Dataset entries
━━━━━━━━

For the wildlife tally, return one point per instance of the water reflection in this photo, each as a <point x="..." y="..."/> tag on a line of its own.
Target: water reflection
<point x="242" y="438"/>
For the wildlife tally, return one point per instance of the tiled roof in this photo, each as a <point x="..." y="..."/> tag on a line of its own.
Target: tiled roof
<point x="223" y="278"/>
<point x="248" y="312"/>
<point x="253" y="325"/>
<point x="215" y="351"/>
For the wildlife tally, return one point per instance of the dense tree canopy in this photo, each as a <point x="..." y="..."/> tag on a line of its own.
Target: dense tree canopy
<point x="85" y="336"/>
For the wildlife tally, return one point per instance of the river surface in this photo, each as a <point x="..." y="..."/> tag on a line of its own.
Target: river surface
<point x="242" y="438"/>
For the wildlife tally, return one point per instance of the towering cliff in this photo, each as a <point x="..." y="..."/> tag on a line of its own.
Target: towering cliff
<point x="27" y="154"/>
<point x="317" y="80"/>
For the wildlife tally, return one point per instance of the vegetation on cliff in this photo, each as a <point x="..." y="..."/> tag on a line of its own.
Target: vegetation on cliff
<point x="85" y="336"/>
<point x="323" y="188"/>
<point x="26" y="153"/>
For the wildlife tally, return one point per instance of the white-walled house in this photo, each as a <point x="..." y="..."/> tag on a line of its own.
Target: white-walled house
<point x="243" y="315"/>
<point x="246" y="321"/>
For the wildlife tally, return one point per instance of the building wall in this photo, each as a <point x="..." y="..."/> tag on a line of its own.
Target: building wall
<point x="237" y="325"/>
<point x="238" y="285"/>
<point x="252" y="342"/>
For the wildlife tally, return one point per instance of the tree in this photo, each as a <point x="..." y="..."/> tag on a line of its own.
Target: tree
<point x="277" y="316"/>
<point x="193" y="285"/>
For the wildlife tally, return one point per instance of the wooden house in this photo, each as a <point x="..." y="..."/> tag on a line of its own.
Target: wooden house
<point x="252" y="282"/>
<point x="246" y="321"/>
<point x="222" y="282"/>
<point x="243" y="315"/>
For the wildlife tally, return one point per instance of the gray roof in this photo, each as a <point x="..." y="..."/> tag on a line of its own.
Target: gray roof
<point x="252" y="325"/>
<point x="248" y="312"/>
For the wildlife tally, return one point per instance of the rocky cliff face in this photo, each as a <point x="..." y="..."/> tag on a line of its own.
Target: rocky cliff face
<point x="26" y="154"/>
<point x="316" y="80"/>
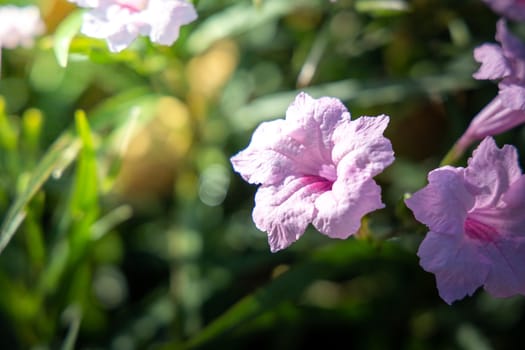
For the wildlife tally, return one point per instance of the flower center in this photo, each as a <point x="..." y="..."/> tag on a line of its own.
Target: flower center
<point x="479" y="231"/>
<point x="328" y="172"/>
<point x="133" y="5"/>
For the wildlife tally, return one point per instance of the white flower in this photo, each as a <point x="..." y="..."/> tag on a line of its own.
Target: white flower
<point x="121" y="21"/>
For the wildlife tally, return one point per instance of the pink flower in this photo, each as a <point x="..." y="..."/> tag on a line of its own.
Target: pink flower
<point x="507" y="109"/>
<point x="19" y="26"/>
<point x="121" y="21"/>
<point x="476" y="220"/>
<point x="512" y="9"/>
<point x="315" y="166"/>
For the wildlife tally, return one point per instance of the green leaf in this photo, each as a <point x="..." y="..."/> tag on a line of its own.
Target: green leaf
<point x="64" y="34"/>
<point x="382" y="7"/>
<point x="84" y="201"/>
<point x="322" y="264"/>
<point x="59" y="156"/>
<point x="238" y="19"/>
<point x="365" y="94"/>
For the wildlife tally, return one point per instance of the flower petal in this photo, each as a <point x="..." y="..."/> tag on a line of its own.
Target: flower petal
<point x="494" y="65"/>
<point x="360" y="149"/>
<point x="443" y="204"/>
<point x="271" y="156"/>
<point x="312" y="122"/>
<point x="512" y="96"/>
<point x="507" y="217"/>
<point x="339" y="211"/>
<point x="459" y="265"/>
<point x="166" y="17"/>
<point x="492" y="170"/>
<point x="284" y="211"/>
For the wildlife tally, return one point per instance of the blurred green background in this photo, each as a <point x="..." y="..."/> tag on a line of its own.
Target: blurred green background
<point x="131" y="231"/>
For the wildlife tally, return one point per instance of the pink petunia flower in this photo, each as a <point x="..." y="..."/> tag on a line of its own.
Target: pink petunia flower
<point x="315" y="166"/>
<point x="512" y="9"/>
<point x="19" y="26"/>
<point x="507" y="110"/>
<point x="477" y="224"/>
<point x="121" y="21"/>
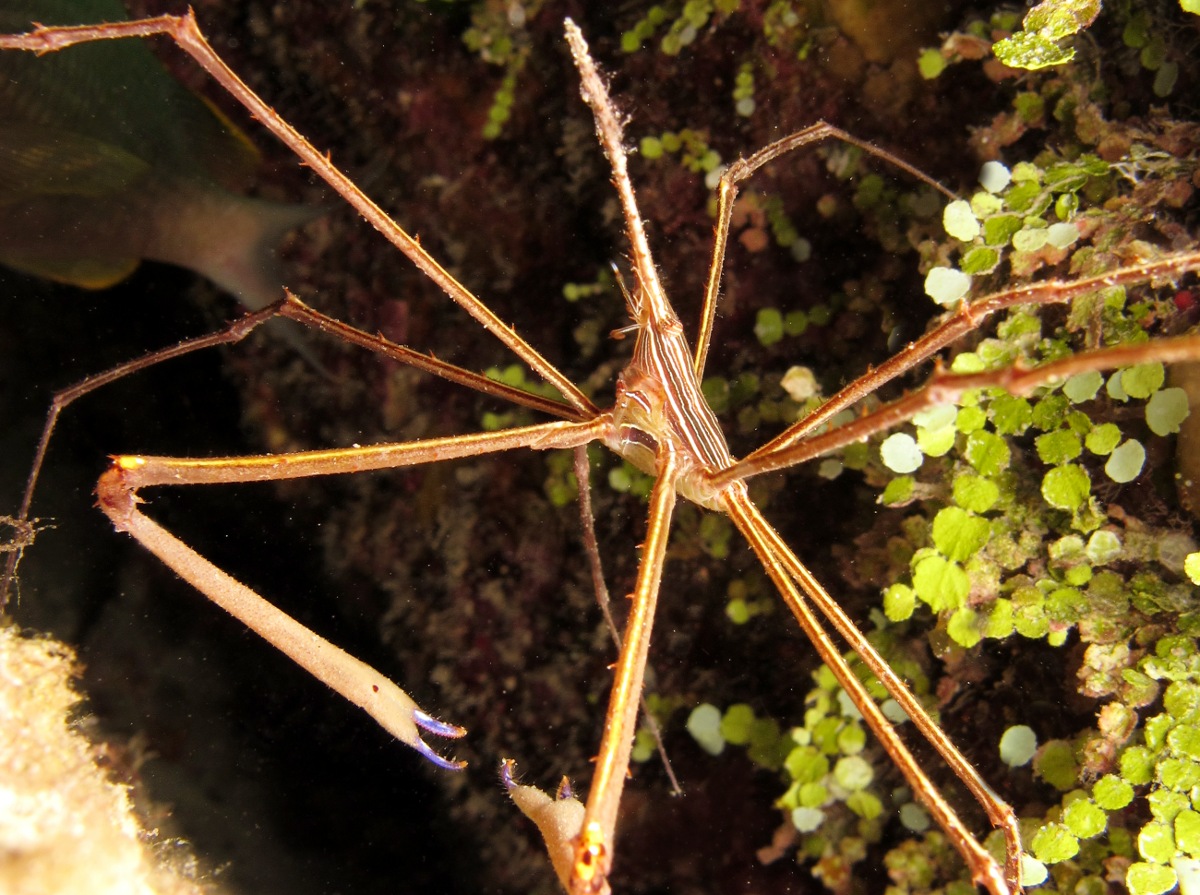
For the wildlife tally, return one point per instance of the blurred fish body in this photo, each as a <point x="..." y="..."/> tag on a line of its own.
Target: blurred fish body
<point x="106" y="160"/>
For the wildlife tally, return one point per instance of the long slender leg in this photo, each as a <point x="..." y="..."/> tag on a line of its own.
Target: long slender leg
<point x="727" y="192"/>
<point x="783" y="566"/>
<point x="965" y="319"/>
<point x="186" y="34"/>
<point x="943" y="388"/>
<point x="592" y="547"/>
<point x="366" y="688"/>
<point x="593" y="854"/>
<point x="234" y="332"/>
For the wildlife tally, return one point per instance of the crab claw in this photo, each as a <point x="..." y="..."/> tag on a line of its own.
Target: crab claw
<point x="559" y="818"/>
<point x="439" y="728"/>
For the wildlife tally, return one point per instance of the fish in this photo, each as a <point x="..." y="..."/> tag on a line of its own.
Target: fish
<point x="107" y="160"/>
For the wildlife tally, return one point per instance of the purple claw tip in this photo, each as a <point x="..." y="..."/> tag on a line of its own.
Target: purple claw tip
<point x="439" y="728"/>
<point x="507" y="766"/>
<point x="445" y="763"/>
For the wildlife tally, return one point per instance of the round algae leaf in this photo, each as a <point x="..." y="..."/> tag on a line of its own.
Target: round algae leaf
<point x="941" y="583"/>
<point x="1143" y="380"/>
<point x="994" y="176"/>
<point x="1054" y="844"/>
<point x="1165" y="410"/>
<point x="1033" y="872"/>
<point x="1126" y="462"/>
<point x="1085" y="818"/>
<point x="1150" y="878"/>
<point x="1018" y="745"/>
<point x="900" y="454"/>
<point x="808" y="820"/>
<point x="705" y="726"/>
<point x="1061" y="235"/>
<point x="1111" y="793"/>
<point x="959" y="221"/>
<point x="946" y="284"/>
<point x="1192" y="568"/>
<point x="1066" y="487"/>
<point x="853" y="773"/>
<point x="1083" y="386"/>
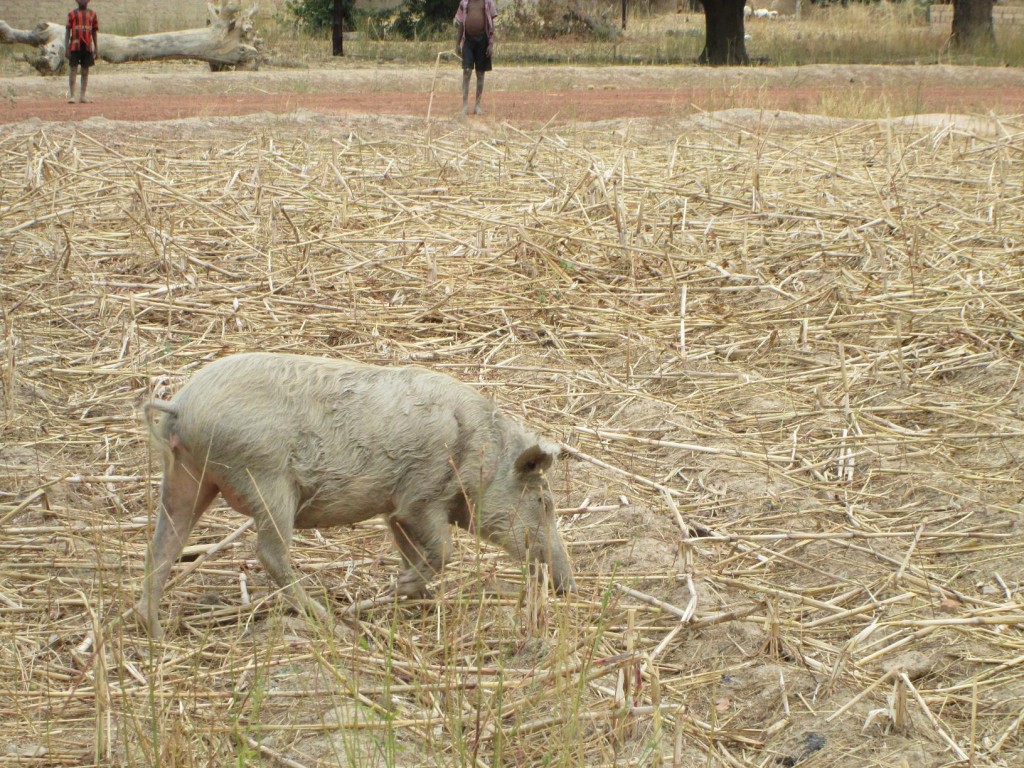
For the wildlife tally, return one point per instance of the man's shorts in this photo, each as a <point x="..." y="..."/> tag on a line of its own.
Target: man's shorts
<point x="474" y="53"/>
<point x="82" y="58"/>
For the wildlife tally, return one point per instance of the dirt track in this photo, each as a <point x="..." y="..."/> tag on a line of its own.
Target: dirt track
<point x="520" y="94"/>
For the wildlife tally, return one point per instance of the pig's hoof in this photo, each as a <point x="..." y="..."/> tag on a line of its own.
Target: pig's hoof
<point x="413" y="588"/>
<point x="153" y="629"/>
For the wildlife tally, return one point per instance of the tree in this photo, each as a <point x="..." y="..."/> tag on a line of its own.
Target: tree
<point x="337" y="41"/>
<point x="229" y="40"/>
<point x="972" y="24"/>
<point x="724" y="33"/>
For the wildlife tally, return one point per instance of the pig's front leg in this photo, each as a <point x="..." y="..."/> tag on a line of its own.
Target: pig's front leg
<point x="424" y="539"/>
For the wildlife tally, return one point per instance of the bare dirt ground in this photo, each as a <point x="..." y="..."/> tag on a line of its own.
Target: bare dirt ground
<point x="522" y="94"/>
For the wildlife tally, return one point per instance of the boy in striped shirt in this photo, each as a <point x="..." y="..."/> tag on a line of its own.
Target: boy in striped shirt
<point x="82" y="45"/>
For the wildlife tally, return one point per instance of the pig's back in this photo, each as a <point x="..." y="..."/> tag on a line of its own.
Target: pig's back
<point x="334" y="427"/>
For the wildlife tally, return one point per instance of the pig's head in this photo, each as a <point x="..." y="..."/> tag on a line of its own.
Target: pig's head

━━━━━━━━

# [Work to be completed]
Restate word for word only the lines above from the line containing "Target: river surface" to the line containing "of the vegetation", both of them included.

# [Exercise response]
Target: river surface
<point x="242" y="438"/>
For the wildlife tally, return one point per instance of the towering cliff in this photo, each as a <point x="..." y="..."/> tag on a line of its own.
Target: towering cliff
<point x="27" y="154"/>
<point x="317" y="80"/>
For the wildlife tally, return one point per instance of the vegetation on cliff in this photo, each as a <point x="..." y="..."/> tag on a line of its own.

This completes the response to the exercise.